È una firma che chiude una storia durata un secolo, e apre nuovi scenari di convivenza e dialogo in Friuli Venezia Giulia: lo stesso Presidente Sergio Mattarella, che nel luglio del 2020, in occasione dell’omaggio ai luoghi della memoria, aveva assistito con il presidente Borut Pahor alla firma del protocollo per il passaggio dell’edificio del Narodni Dom alla comunità slovena in Italia, ha voluto presenziare personalmente alla cerimonia che chiude il processo e restituisce definitivamente l’edificio alla fondazione Narodni Dom, nata proprio per permettere questo storico passaggio.
L’edificio, sede delle organizzazioni degli sloveni triestini quando fu incendiato dai fascisti il 13 luglio 1920, e poi espropriato, è stato assegnato ufficialmente alla Fondazione, che lo concederà in uso gratuito alla comunità slovena del Friuli Venezia Giulia.
A siglare materialmente l’accordo nella sala della Prefettura di Trieste, e a intervenire nel corso della breve cerimonia, sono stati il rettore dell’università di Trieste, Roberto Di Lenarda, e l’avvocato Rado Race, presidente della Fondazione Narodni dom. “È un momento storico non soltanto per la comunità slovena – ha commentato Race al termine della cerimonia - ma anche per tutta Trieste: si tratta di archiviare i vecchi rancori, di chiudere una pagina della storia e aprirne una nuova. Questo è il messaggio politico che promana dalla giornata di oggi”.
_ _ _ _
## Le consegne
(A) Secondo il brano, in quale data l'edificio del Narodni Dom fu incendiato dai fascisti?
(B) Trascrivi parola per parola, per favore, il passo del brano che comincia con le parole "È una firma" e si chiude con "questo storico passaggio.".
_ _ _ _
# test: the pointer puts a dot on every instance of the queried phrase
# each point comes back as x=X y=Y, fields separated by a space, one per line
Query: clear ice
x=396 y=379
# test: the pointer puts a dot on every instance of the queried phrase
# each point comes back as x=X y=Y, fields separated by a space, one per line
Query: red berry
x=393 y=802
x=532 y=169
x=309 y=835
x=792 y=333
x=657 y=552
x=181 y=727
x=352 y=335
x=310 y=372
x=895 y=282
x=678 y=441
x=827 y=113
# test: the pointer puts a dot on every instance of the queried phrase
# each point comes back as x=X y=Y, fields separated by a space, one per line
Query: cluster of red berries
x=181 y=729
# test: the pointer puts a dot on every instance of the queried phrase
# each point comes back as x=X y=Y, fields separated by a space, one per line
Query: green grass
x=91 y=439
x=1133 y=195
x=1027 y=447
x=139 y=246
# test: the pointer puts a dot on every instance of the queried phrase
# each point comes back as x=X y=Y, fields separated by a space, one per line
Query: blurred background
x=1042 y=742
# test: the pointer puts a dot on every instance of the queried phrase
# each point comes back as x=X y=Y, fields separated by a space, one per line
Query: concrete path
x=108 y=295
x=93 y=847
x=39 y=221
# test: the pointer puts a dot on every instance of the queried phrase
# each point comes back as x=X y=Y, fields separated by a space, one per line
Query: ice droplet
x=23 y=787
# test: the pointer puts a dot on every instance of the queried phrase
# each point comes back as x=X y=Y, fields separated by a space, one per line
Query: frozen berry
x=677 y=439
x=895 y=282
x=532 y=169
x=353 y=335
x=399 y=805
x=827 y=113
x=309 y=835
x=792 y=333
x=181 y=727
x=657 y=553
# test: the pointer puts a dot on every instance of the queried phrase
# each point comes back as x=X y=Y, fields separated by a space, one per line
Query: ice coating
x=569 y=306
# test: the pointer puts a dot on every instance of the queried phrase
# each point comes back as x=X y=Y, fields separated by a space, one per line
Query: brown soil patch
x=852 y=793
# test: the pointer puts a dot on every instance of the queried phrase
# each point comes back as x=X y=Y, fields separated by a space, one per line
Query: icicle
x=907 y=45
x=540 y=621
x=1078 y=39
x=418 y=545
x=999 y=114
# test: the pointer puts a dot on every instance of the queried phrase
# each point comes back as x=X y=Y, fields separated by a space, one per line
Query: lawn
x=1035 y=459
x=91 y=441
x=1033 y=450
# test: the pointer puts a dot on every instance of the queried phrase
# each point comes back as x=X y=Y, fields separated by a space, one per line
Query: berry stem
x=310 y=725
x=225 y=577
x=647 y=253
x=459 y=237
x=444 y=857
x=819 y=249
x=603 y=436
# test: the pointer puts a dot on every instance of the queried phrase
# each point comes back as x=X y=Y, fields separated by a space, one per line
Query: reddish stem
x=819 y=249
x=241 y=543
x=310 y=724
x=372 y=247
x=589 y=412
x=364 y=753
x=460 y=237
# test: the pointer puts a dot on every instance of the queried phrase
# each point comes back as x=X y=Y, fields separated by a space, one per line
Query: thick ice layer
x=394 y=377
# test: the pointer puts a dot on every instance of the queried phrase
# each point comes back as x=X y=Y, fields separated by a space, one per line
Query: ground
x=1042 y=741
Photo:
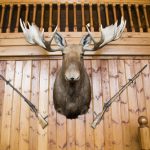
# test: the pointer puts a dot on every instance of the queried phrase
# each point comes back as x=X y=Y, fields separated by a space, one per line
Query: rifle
x=42 y=120
x=99 y=116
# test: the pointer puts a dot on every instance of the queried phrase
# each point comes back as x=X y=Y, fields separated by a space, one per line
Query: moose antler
x=34 y=36
x=108 y=34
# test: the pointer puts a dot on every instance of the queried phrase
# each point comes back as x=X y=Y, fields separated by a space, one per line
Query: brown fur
x=72 y=98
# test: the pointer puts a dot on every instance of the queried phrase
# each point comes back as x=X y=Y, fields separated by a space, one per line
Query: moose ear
x=60 y=40
x=86 y=40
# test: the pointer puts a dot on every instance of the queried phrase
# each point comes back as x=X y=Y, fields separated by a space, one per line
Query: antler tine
x=89 y=32
x=108 y=34
x=34 y=36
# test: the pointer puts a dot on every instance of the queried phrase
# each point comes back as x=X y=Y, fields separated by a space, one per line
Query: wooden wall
x=33 y=71
x=19 y=129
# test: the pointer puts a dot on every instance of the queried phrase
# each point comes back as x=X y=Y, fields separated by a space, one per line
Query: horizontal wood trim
x=78 y=1
x=76 y=35
x=130 y=44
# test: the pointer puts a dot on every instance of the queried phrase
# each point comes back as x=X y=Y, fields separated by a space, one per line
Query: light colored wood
x=122 y=14
x=133 y=106
x=34 y=13
x=17 y=21
x=35 y=83
x=130 y=16
x=124 y=106
x=114 y=12
x=146 y=18
x=97 y=103
x=116 y=111
x=140 y=89
x=2 y=87
x=71 y=134
x=98 y=13
x=146 y=85
x=61 y=126
x=91 y=17
x=24 y=113
x=16 y=105
x=43 y=103
x=144 y=133
x=7 y=107
x=80 y=133
x=138 y=17
x=58 y=16
x=106 y=12
x=52 y=130
x=2 y=17
x=75 y=16
x=50 y=17
x=42 y=16
x=26 y=14
x=9 y=18
x=83 y=17
x=89 y=137
x=108 y=133
x=66 y=28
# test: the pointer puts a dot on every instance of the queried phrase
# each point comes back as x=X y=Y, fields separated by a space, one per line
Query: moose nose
x=72 y=79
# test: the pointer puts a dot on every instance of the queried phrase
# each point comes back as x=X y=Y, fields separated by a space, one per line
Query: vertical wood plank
x=146 y=84
x=97 y=96
x=124 y=106
x=18 y=17
x=71 y=134
x=52 y=113
x=66 y=28
x=43 y=103
x=146 y=18
x=91 y=17
x=83 y=17
x=75 y=16
x=133 y=107
x=140 y=89
x=138 y=17
x=114 y=12
x=33 y=137
x=106 y=96
x=50 y=17
x=58 y=17
x=116 y=112
x=107 y=17
x=7 y=107
x=24 y=114
x=27 y=12
x=9 y=19
x=15 y=121
x=34 y=12
x=61 y=126
x=2 y=17
x=42 y=16
x=98 y=13
x=89 y=115
x=2 y=88
x=80 y=133
x=122 y=13
x=130 y=16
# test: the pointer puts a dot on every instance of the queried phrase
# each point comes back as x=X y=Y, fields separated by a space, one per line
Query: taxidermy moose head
x=72 y=91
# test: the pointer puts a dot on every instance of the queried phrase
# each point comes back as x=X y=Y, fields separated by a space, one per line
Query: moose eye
x=81 y=55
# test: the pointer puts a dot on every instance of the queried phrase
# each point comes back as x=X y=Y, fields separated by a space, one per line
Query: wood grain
x=7 y=107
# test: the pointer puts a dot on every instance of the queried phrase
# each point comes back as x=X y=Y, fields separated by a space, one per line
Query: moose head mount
x=72 y=91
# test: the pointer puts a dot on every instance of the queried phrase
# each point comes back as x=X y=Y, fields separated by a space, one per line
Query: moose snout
x=72 y=77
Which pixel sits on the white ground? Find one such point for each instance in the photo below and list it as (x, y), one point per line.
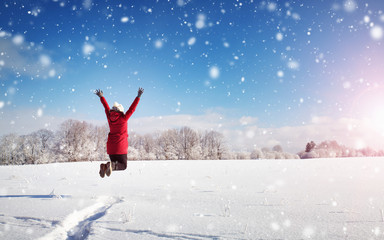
(285, 199)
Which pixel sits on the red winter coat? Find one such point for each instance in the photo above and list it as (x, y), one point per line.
(118, 124)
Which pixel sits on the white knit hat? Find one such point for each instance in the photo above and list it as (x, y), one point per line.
(118, 107)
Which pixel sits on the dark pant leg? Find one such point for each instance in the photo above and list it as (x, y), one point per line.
(120, 161)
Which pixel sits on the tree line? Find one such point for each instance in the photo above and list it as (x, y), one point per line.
(332, 149)
(81, 141)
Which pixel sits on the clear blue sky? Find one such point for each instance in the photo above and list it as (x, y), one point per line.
(282, 62)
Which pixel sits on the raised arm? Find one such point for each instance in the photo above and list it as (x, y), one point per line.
(99, 93)
(133, 106)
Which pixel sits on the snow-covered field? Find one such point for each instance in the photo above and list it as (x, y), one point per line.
(282, 199)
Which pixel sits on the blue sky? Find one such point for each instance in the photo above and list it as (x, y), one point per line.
(281, 65)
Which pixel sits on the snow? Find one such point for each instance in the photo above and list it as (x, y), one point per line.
(376, 33)
(214, 72)
(261, 199)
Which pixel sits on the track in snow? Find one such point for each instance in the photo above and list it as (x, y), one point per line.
(77, 225)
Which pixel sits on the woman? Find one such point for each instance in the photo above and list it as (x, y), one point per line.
(117, 144)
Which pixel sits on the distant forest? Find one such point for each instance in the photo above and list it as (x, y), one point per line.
(81, 141)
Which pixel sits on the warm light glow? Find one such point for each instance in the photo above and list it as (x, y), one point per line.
(378, 119)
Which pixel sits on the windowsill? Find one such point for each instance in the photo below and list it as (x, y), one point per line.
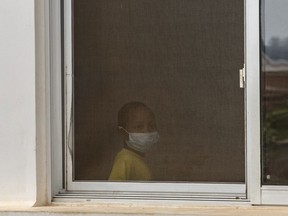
(136, 209)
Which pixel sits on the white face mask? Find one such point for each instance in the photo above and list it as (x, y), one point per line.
(141, 142)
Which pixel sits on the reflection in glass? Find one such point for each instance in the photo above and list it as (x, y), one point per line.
(275, 91)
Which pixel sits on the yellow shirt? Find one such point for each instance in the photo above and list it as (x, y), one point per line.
(129, 166)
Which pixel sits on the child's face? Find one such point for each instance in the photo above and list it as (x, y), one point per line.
(141, 120)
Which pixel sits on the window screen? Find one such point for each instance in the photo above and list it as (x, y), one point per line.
(181, 59)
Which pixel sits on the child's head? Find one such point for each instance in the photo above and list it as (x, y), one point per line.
(136, 117)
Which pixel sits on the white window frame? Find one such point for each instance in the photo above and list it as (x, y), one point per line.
(251, 192)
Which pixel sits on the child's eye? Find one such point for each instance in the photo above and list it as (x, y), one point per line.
(139, 127)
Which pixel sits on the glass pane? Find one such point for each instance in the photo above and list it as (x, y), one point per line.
(179, 57)
(275, 91)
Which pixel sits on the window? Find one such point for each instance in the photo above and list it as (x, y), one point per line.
(181, 58)
(274, 77)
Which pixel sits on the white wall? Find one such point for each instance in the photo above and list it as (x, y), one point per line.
(17, 103)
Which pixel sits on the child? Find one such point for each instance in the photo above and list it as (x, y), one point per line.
(137, 128)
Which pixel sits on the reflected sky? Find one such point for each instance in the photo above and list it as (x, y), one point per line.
(276, 19)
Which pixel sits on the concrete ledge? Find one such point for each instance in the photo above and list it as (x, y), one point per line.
(138, 210)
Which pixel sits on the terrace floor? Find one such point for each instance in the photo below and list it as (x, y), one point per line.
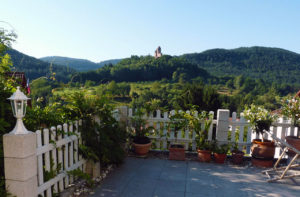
(162, 178)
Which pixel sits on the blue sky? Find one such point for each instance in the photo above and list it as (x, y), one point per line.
(99, 30)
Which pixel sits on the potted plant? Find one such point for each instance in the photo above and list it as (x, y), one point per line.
(139, 130)
(237, 156)
(263, 150)
(178, 122)
(291, 109)
(203, 145)
(220, 152)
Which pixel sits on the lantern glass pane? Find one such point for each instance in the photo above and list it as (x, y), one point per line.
(13, 107)
(19, 108)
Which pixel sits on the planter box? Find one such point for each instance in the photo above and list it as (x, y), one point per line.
(220, 158)
(142, 149)
(237, 157)
(177, 152)
(204, 155)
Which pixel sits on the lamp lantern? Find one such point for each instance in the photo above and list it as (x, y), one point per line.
(18, 103)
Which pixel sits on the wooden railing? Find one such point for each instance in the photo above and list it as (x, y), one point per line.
(57, 153)
(224, 129)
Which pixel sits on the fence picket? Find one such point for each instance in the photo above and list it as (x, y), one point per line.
(53, 152)
(66, 153)
(40, 159)
(71, 151)
(60, 157)
(233, 127)
(47, 157)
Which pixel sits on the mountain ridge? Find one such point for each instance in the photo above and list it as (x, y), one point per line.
(77, 63)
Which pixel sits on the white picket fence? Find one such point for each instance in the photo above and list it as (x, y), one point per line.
(57, 149)
(238, 131)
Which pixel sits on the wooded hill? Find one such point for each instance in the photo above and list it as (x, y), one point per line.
(146, 68)
(78, 64)
(270, 64)
(35, 68)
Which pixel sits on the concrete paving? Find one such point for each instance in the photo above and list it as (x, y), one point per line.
(153, 177)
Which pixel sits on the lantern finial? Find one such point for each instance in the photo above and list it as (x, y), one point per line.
(18, 103)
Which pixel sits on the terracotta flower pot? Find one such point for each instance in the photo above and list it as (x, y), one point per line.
(177, 152)
(220, 158)
(204, 155)
(263, 150)
(142, 149)
(293, 141)
(237, 157)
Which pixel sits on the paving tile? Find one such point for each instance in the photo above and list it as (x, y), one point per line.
(162, 193)
(170, 186)
(163, 178)
(140, 187)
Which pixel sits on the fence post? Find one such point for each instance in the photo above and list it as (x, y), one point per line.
(222, 126)
(123, 113)
(20, 163)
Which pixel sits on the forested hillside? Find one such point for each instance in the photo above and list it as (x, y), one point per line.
(78, 64)
(146, 68)
(35, 68)
(270, 64)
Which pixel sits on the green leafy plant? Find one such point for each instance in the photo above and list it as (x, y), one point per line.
(200, 123)
(291, 109)
(220, 149)
(77, 173)
(138, 127)
(178, 121)
(102, 136)
(260, 119)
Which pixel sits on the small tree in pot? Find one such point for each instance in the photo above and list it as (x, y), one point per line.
(139, 132)
(237, 155)
(201, 124)
(263, 150)
(220, 152)
(178, 122)
(291, 109)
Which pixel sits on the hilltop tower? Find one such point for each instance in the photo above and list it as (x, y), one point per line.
(157, 52)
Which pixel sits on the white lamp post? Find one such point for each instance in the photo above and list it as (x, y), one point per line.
(18, 103)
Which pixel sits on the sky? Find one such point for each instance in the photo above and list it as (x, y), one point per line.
(99, 30)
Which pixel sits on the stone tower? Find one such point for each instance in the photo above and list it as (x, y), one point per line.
(157, 52)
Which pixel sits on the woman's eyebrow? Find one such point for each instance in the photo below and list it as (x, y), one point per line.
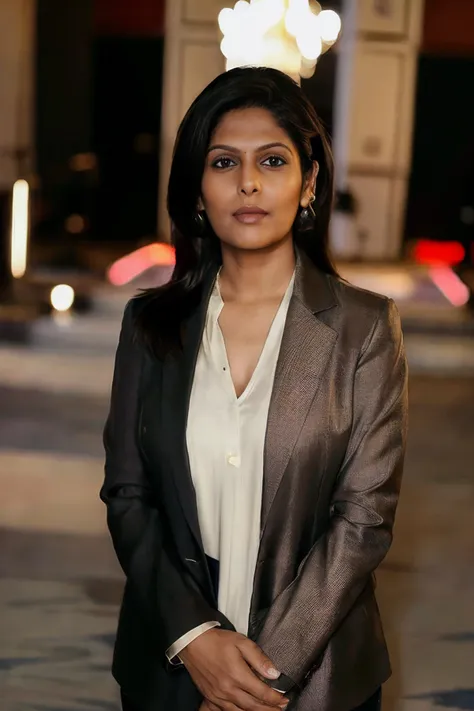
(232, 149)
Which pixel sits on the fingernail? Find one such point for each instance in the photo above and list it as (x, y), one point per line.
(274, 673)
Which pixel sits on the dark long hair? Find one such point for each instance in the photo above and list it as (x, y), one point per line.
(164, 310)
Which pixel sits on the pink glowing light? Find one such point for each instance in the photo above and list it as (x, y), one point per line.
(128, 268)
(450, 285)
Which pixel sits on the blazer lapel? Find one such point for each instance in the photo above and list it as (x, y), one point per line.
(305, 351)
(178, 376)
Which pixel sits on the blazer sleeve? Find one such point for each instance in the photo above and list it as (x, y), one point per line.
(170, 601)
(302, 619)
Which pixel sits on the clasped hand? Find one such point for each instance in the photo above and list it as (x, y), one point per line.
(228, 668)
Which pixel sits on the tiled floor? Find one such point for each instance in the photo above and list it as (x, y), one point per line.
(60, 585)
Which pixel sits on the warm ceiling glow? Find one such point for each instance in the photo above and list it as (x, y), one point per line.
(289, 35)
(20, 226)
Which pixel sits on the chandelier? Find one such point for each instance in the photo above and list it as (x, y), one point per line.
(289, 35)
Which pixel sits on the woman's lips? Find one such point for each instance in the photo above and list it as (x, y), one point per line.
(250, 215)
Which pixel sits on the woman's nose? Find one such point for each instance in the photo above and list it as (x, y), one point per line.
(250, 181)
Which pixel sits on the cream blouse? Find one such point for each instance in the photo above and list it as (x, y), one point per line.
(225, 439)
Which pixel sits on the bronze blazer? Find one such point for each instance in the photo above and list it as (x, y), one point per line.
(333, 464)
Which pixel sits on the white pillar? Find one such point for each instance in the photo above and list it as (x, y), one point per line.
(192, 59)
(17, 32)
(374, 116)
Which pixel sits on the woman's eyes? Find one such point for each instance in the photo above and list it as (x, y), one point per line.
(223, 163)
(226, 162)
(274, 161)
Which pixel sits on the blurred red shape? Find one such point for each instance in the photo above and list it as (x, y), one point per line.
(431, 252)
(129, 267)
_ _ _ _
## Esercizio svolto
(A) Il 13 luglio 1920.

(B)
È una firma che chiude una storia durata un secolo, e apre nuovi scenari di convivenza e dialogo in Friuli Venezia Giulia: lo stesso Presidente Sergio Mattarella, che nel luglio del 2020, in occasione dell’omaggio ai luoghi della memoria, aveva assistito con il presidente Borut Pahor alla firma del protocollo per il passaggio dell’edificio del Narodni Dom alla comunità slovena in Italia, ha voluto presenziare personalmente alla cerimonia che chiude il processo e restituisce definitivamente l’edificio alla fondazione Narodni Dom, nata proprio per permettere questo storico passaggio.